---- Dataset

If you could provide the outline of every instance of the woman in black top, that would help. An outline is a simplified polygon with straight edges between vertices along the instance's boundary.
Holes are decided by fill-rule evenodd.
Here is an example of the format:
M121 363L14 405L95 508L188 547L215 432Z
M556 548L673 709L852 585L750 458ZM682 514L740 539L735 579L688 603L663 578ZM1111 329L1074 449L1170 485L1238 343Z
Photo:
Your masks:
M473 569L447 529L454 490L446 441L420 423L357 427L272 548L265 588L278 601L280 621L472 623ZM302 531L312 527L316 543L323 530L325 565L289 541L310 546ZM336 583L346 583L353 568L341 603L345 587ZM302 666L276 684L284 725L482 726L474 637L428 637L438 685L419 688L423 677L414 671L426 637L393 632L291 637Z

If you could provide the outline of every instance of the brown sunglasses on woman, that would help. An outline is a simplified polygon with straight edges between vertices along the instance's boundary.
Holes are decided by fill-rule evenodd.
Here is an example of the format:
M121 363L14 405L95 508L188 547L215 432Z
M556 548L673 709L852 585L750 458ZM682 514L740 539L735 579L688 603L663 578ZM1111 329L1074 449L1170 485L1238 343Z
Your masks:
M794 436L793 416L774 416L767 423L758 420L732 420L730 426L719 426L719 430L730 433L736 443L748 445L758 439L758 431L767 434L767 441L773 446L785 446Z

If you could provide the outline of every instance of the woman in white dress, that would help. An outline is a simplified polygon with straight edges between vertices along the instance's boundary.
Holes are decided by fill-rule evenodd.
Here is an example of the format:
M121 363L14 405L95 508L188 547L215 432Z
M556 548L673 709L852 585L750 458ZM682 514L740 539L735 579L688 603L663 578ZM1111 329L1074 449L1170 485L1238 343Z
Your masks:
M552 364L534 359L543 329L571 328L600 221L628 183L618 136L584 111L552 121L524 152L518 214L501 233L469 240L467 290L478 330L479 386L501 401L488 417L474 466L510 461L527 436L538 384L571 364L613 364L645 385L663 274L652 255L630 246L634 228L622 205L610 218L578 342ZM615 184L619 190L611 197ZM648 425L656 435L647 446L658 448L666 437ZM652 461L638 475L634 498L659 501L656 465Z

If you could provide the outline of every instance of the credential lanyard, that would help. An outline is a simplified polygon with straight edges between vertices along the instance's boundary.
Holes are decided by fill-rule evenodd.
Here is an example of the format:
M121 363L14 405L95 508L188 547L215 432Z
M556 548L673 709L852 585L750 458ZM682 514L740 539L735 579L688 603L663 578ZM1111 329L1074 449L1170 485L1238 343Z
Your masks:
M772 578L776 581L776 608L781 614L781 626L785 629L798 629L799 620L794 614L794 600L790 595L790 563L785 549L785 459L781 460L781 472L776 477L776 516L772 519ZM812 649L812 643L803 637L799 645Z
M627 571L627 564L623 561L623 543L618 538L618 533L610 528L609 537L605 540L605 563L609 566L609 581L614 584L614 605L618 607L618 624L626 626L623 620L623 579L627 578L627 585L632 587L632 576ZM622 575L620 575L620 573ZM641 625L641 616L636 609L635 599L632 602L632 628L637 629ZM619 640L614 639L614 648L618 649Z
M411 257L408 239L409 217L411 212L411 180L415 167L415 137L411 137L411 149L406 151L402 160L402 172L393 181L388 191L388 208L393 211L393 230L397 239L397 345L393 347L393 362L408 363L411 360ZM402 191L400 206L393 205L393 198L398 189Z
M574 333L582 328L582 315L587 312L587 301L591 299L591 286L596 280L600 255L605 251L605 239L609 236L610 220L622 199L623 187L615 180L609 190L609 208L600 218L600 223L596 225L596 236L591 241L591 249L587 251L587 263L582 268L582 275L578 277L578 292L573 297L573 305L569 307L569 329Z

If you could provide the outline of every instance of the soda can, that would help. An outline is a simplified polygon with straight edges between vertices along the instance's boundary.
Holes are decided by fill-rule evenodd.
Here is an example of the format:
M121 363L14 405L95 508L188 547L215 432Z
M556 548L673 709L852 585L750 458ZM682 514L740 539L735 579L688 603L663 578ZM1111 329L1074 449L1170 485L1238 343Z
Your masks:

--------

- **Task directions**:
Your answer must be the complete listing, repeated exactly.

- **Answer to this exercise**:
If you could provide the outline of every instance of the woman in black top, that would help. An outline is a simplified polygon with straight edges between vertices along the instance's boundary.
Holes are decided by fill-rule evenodd.
Here is an example of the format:
M121 363L14 405L95 508L188 547L215 432Z
M556 548L673 709L852 585L750 458ZM682 514L740 539L735 579L688 603L663 578ZM1111 329L1074 449L1170 485L1238 343Z
Photo:
Your masks:
M473 569L447 529L454 490L446 441L420 423L357 427L272 548L265 588L278 601L280 621L472 623ZM302 531L312 527L316 543L323 530L325 565L289 541L310 546ZM336 583L346 583L353 568L341 603L345 587ZM302 666L276 684L284 725L482 726L474 637L428 637L438 685L419 688L423 677L414 671L426 637L393 632L291 637Z

If you could provide the outline of every instance of the brown sunglasses on woman, that would help. An outline is a simplified polygon with straight edges between vertices along the instance's boundary.
Holes are decided by fill-rule evenodd.
Here is an example of the format:
M121 363L14 405L95 508L188 547L215 432Z
M556 548L673 709L852 585L750 458ZM682 514L740 539L735 579L688 603L663 578ZM1111 329L1074 449L1170 485L1238 343Z
Your masks:
M794 436L793 416L774 416L767 423L758 420L732 420L730 426L719 426L719 430L730 433L736 443L748 445L758 439L758 431L767 434L767 441L773 446L785 446Z

If you could provide the outline of every instance of the woman in white dress, that would help. An outline is a simplified polygon with straight edges between vertices along the instance's boundary.
Holes are decided by fill-rule evenodd.
Here is an example of the format:
M121 363L14 405L95 508L188 547L215 432Z
M556 548L673 709L852 585L750 458ZM682 514L740 539L735 579L688 603L663 578ZM1111 329L1074 449L1170 485L1238 343Z
Your masks:
M552 364L534 359L543 329L571 328L600 221L628 183L618 136L584 111L552 121L524 152L518 214L501 233L469 240L467 290L478 330L479 386L501 401L488 417L474 466L510 461L527 436L538 384L571 364L613 364L645 385L663 274L652 255L630 246L634 228L622 205L610 218L578 342ZM615 184L619 190L611 197ZM648 425L656 435L647 446L658 448L666 437ZM652 461L638 475L634 498L659 501L656 465Z

If you could provide the outline of every instance of the credential lanyard, that would help. An outline is a simplified polygon with straight edges between vertices along the instance's boundary.
Holes are decided by fill-rule evenodd.
Here is an example of the format:
M121 363L14 405L95 508L188 547L215 432Z
M556 548L673 709L852 585L750 458ZM682 514L740 539L735 579L688 603L663 578ZM1111 329L1074 449L1170 485L1238 343Z
Your masks:
M772 578L776 581L776 608L781 614L781 626L785 629L798 629L799 620L794 614L794 600L790 595L790 563L785 549L785 459L781 460L781 472L776 477L776 516L772 519ZM812 649L812 643L803 637L799 645Z
M627 571L627 564L623 561L623 543L618 538L618 533L610 528L609 537L605 540L605 563L609 566L609 581L614 584L614 605L618 607L618 624L626 626L623 620L623 579L627 578L627 585L632 587L632 576ZM622 575L620 575L620 573ZM641 625L641 616L636 609L635 599L632 602L632 628L637 629ZM619 640L614 639L614 648L618 649Z
M411 257L408 239L409 217L411 212L411 180L415 167L415 137L411 137L411 149L406 151L402 160L402 172L393 181L388 191L388 208L393 211L393 230L397 239L397 345L393 347L393 362L408 363L411 360ZM402 191L400 206L393 205L393 198L398 189Z
M574 333L582 328L582 315L587 312L587 301L591 299L591 286L596 280L600 255L605 251L605 239L609 236L610 220L622 199L623 187L615 180L609 190L609 208L600 218L600 223L596 225L596 236L591 241L591 249L587 251L587 263L582 268L582 275L578 277L578 292L573 297L573 305L569 307L569 329Z

If you could provide the outline of every instance of the soda can, that would help. An outline is a simplified polygon with straight edges between vertices along the instance's boundary.
Holes are decided by fill-rule evenodd.
Here is an example of the format:
M121 363L14 405L95 508L188 547L215 432Z
M556 548L673 709L852 585L750 458ZM682 514L740 539L735 579L688 603L663 578ZM1111 329L1074 449L1170 485L1238 343Z
Your masks:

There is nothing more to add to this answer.